-------- SUPPLIED ENTRIES

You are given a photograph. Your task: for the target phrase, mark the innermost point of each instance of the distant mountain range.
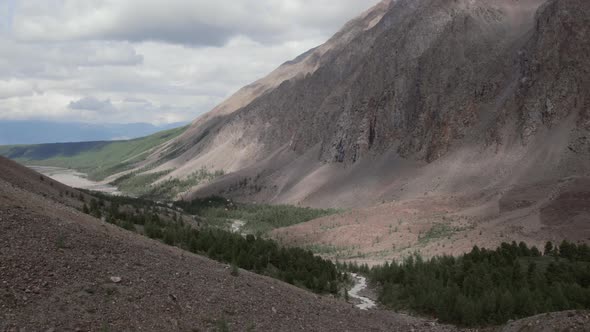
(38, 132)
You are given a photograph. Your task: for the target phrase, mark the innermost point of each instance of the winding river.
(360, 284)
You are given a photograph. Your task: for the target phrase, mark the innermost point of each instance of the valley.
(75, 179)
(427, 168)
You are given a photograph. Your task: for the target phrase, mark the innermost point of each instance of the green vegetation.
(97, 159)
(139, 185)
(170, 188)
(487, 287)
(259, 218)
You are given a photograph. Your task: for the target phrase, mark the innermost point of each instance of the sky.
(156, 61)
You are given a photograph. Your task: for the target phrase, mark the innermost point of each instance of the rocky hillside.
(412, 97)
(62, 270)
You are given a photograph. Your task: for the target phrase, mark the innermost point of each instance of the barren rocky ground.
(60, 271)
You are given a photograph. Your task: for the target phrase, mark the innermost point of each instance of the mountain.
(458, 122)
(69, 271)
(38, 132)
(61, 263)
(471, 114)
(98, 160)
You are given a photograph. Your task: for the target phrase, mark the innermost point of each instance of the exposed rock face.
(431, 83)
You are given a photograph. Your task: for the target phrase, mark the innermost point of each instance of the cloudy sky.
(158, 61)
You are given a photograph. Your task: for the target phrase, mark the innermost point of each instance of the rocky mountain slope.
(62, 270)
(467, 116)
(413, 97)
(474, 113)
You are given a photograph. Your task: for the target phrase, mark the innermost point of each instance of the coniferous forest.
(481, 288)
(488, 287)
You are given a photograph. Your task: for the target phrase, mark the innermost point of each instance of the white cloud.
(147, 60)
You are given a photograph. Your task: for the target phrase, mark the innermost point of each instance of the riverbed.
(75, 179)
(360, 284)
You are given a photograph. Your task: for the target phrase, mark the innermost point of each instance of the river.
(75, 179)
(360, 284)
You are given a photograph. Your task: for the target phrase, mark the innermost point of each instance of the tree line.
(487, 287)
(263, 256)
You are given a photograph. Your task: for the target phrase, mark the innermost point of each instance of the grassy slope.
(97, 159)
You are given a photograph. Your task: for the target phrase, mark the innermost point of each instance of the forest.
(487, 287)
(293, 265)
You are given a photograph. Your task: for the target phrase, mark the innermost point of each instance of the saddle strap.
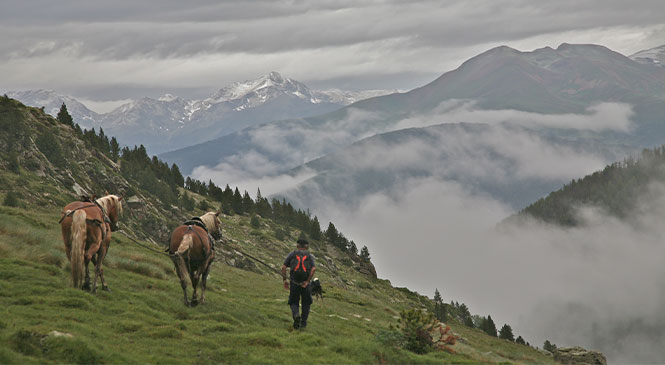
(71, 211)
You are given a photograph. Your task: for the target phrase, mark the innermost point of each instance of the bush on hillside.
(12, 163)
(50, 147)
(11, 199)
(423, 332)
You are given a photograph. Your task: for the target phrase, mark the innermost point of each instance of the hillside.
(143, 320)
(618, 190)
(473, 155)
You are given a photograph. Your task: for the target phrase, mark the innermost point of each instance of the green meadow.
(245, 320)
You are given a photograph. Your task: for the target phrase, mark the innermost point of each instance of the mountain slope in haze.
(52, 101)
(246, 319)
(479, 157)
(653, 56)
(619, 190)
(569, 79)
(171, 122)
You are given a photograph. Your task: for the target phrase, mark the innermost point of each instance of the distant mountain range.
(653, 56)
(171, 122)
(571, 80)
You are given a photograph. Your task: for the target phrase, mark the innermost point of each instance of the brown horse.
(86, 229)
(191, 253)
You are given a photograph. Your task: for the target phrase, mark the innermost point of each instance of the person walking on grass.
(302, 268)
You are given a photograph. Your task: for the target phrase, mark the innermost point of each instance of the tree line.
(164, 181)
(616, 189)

----------------
-------- SUPPLIED ENTRIES

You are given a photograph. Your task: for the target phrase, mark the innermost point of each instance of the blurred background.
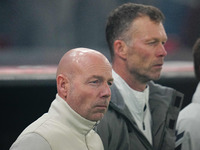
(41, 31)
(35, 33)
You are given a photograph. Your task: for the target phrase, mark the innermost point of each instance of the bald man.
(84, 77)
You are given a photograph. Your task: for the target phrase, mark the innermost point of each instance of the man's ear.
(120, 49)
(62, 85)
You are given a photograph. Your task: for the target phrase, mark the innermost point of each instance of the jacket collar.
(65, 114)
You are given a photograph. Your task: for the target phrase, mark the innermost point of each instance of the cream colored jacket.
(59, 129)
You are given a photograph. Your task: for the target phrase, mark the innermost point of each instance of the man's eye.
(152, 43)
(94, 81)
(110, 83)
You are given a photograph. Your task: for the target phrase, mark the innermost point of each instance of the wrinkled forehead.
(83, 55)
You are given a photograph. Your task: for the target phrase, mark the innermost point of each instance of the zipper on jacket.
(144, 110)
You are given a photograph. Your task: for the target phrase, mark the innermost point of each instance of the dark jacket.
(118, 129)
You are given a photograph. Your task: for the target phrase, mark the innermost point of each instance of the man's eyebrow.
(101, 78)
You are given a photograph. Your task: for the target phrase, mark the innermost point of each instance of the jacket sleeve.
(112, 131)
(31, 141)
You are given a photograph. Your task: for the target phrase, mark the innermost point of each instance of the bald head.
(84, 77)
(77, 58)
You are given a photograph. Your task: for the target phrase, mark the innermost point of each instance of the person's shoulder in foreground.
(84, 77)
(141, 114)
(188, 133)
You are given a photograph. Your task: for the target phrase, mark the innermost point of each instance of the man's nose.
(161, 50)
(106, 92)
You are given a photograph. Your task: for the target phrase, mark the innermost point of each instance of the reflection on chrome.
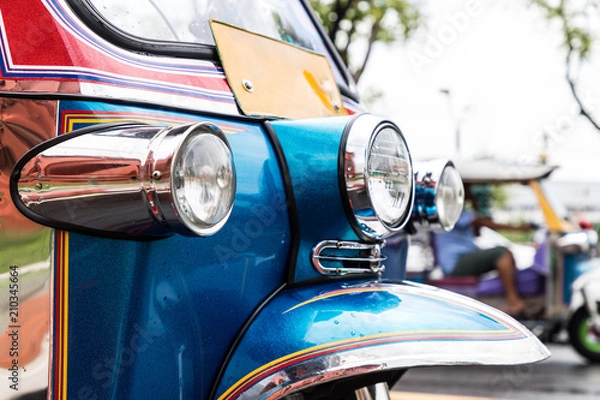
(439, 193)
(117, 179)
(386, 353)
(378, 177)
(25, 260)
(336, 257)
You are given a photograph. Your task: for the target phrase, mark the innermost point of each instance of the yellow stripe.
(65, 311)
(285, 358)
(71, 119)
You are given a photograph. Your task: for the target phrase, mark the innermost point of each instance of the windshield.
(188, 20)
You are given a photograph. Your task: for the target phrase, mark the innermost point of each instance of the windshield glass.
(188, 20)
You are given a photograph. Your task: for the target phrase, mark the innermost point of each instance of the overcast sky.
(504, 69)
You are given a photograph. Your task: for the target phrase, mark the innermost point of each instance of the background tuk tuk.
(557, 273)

----------------

**TASK TO COMPLETE:**
Pull out every line of the rows above that contains the string "hillside", reproducing each one unchanged.

**FULL ANSWER:**
You are given a photograph. Your task: for the target phrase, mark the innermost point of each instance of the rocky hillside.
You are given a photograph. Your task: for the target phrase, mark the innermost point of each instance of the bush on hillside.
You are given a photograph. Your task: for the target phrase, mark the innermost point of each instance of the hillside.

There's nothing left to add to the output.